START TASK MATERIAL

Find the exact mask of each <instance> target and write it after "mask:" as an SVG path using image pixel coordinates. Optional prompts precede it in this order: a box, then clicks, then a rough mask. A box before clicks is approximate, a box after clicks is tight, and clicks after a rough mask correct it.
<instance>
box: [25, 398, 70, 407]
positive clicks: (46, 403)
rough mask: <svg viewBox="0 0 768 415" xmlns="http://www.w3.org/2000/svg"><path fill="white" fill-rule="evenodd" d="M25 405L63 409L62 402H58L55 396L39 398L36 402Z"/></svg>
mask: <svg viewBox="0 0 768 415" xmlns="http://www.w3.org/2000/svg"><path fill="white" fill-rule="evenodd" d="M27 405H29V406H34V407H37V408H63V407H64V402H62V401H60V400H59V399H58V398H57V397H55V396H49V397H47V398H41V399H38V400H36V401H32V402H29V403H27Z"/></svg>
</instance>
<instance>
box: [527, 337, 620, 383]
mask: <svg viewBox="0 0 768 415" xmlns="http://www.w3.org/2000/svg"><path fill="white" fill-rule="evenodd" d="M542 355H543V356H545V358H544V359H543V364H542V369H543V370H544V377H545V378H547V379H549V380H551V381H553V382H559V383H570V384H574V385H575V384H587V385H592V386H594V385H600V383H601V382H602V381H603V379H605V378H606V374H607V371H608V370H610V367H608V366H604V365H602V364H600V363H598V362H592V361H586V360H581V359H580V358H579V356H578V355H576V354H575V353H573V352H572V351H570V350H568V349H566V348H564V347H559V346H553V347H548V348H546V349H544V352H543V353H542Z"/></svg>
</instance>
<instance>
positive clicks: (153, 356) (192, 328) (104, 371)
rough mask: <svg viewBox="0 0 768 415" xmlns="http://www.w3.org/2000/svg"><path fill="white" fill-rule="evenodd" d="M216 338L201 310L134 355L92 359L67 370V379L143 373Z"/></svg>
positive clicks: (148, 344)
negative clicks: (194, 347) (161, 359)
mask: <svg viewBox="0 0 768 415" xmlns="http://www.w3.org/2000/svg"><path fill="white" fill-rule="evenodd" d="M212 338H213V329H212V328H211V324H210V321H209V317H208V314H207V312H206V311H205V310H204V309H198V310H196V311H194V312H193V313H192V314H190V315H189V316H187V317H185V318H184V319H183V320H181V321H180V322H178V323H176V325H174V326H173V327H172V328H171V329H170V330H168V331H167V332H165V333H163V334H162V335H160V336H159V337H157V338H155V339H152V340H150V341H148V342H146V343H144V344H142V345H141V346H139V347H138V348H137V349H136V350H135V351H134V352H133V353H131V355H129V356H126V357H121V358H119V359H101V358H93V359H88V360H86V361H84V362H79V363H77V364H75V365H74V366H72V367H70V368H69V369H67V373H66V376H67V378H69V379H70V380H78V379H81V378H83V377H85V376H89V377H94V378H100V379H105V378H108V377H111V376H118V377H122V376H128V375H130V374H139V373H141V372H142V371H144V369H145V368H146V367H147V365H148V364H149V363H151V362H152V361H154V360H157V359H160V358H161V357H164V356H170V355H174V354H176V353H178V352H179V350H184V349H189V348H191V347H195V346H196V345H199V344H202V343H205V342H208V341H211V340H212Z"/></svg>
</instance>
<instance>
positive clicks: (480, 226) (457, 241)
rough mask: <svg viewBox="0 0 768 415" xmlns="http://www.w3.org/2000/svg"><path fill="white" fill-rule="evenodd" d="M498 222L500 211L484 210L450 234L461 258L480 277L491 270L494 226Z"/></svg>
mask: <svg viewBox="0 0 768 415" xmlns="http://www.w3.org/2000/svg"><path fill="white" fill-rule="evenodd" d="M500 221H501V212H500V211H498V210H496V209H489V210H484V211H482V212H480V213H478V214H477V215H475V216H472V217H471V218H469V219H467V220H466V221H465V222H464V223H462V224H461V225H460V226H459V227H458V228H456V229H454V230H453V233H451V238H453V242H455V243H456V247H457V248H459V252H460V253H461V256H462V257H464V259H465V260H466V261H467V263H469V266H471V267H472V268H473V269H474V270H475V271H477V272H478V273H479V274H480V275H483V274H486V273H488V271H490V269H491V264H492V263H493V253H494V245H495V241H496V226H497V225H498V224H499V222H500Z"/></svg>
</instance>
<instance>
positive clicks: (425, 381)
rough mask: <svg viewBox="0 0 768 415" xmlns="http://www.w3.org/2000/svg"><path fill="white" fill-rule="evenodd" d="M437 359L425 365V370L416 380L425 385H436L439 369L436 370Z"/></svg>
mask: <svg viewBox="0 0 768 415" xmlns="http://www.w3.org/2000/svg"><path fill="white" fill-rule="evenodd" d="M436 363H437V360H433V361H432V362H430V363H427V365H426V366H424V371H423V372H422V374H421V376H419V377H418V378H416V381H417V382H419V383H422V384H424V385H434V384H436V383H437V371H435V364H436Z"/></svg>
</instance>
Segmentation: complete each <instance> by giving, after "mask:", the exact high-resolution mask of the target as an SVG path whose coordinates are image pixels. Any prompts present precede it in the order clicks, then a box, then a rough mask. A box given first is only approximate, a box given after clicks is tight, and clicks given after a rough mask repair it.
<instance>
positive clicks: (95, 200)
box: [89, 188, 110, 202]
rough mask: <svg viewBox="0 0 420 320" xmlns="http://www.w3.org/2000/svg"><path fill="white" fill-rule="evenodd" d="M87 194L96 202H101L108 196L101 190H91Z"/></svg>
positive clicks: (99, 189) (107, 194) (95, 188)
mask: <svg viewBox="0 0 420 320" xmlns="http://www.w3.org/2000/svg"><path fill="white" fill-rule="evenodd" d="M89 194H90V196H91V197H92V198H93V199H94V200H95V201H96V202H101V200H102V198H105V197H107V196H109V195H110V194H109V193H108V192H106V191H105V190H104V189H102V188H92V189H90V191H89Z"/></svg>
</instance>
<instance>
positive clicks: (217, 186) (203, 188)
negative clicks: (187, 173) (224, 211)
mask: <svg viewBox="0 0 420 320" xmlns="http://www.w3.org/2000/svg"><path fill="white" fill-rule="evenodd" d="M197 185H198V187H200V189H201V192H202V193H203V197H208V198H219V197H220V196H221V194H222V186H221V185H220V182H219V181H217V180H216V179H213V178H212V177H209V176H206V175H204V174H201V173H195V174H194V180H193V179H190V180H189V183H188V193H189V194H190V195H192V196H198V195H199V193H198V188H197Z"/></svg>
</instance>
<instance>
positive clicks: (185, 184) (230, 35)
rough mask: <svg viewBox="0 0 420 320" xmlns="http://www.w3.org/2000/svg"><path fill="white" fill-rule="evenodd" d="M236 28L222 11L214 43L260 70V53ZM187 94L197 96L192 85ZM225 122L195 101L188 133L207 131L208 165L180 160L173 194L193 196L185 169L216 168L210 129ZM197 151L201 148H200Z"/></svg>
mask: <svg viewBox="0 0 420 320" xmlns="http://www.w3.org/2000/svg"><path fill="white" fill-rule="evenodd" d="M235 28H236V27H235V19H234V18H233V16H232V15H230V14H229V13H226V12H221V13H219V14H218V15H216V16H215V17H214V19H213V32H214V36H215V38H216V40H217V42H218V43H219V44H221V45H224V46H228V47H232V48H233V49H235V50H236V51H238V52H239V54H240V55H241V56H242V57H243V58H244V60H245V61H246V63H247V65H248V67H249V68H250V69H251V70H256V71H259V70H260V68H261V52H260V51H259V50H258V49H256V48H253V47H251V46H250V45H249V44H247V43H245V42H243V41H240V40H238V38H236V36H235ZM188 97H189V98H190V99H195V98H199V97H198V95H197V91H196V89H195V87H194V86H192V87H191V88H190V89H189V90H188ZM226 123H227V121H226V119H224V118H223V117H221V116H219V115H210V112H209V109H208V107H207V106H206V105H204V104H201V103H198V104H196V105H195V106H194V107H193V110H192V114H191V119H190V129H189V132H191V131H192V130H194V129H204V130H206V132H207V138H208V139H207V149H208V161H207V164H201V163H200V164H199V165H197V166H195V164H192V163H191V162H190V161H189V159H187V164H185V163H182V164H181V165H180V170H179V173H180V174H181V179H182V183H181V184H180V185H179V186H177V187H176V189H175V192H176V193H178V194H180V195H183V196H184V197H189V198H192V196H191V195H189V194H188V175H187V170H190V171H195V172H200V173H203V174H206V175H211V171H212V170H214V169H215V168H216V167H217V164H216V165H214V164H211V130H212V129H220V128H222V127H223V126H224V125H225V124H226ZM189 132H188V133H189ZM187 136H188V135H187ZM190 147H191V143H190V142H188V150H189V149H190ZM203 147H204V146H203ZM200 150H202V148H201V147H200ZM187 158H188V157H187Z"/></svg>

END TASK MATERIAL

- [TASK BRIEF]:
Write out word for word only the lines from the start of the entries down to the line with "positive clicks: (148, 344)", please, including both ends.

- [ANSWER TO THE PROBLEM]:
Find the exact mask of each <instance> target and write it after "mask:" as an SVG path using image pixel coordinates. Optional prompts precede it in this order: a box, then clicks, then a rough mask. A box before clicks is approximate, a box after clicks is tight, and clicks after a rough mask correct it.
<instance>
box: [25, 398, 70, 407]
positive clicks: (46, 403)
rough mask: <svg viewBox="0 0 768 415" xmlns="http://www.w3.org/2000/svg"><path fill="white" fill-rule="evenodd" d="M25 405L63 409L62 402H58L55 396L39 398L36 402Z"/></svg>
mask: <svg viewBox="0 0 768 415" xmlns="http://www.w3.org/2000/svg"><path fill="white" fill-rule="evenodd" d="M27 405H29V406H34V407H37V408H63V407H64V402H62V401H60V400H59V399H58V398H57V397H55V396H49V397H47V398H41V399H38V400H36V401H32V402H29V403H27Z"/></svg>
</instance>
<instance>
box: [527, 337, 620, 383]
mask: <svg viewBox="0 0 768 415" xmlns="http://www.w3.org/2000/svg"><path fill="white" fill-rule="evenodd" d="M542 355H543V356H545V358H544V359H543V364H542V369H543V370H544V377H545V378H547V379H549V380H551V381H553V382H559V383H570V384H574V385H575V384H587V385H592V386H594V385H600V383H601V382H602V381H603V379H605V378H606V374H607V371H608V370H610V367H608V366H604V365H602V364H600V363H598V362H592V361H586V360H581V359H580V358H579V356H578V355H576V354H575V353H573V352H572V351H570V350H568V349H566V348H564V347H559V346H553V347H548V348H546V349H544V352H543V353H542Z"/></svg>
</instance>
<instance>
positive clicks: (153, 356) (192, 328) (104, 371)
rough mask: <svg viewBox="0 0 768 415" xmlns="http://www.w3.org/2000/svg"><path fill="white" fill-rule="evenodd" d="M216 338L201 310L134 355L92 359L67 370V379L143 373Z"/></svg>
positive clicks: (148, 344)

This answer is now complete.